Exercises to complete:
- a) According to the passage on Rotmistrov's march toward Prokhorovka, how long was his army's drive up to the front line?
- b) Continue the passage on Rotmistrov's march toward Prokhorovka, starting after its final sentence.

Excerpted passage:
------------

Yet motoring towards Prokhorovka just as fast as the Germans was Rotmistrov, who vividly recalled the first day of his army’s 200-mile drive up to the front line:

It grew hot as early as 08.00 hours and clouds of dust billowed up. By midday the dust rose in thick clouds, settling in a solid layer on roadside bushes, grain fields, tanks and trucks. The dark red disc of the sun was hardly visible through the grey shroud of dust. Tanks, self-propelled guns and tractors (which towed the artillery), armoured personnel carriers and trucks were advancing in an unending flow. The faces of the soldiers were darkened with dust and exhaust fumes. It was intolerably hot. Soldiers were tortured by thirst and their shirts, wet with sweat, stuck to their bodies.38

It was about to get an awful lot hotter.

------------

Material:
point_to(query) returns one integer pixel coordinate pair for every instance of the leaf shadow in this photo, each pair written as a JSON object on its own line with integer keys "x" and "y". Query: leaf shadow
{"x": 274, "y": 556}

------------

Responses:
- a) 200 miles.

- b)
It was the eight-hour tank battle of Prokhorovka on Monday, 12 July that was described by Mellenthin as the ‘veritable death ride of the 4th Panzer Army’. The army had begun Zitadelle with 916 mission-capable vehicles, but was down to 530 by 11 July. The II SS Panzer Corps meanwhile had dropped from 470 to about 250. The numbers of tanks involved in the battle of Prokhorovka is a complex historical problem, as sources differ, politics and propaganda become involved, and the geographical extent of the battlefield is disputed, but the best estimate is that 600 Soviet tanks fought 250 German.39 If one includes the units in the areas of Prokhorovka and Jakovlevo, not all of which saw action that particular day, the numbers swell to 900 German (including about 100 Tigers) versus just under 900 Russian, which does indeed make it the largest tank battle in history.40 Whereas the Germans had been fighting for a week, found it hard to refuel under fire and were having engineering problems with the Panther tanks’ propensity to break down, the Russians were fresh into battle, and as well as T-34/76 tanks they deployed the SU-85, a self-propelled gun with an 85mm armour-busting shell built on the chassis of the T-34. Fighting with one basic make of tank meant spare parts were far easier to find, whereas the Germans had five different types – the Panzers Marks III and IV, the Panther, Ferdinand and Tiger – with all the concomitant supply problems which that implied. Many Panther tanks at Kursk ‘went into action belching flame from unproven engine systems’, and others broke down with transmission problems.41 In all, as many as 160 tanks of the Fourth Panzer Army simply broke down on the battlefield, which with German output numbering only 330 tanks a month – much less than the 1,000 Speer had promised the Führer – was disastrous, and a far cry from the much lauded Teutonic industrial miracle of wartime and post-war myth.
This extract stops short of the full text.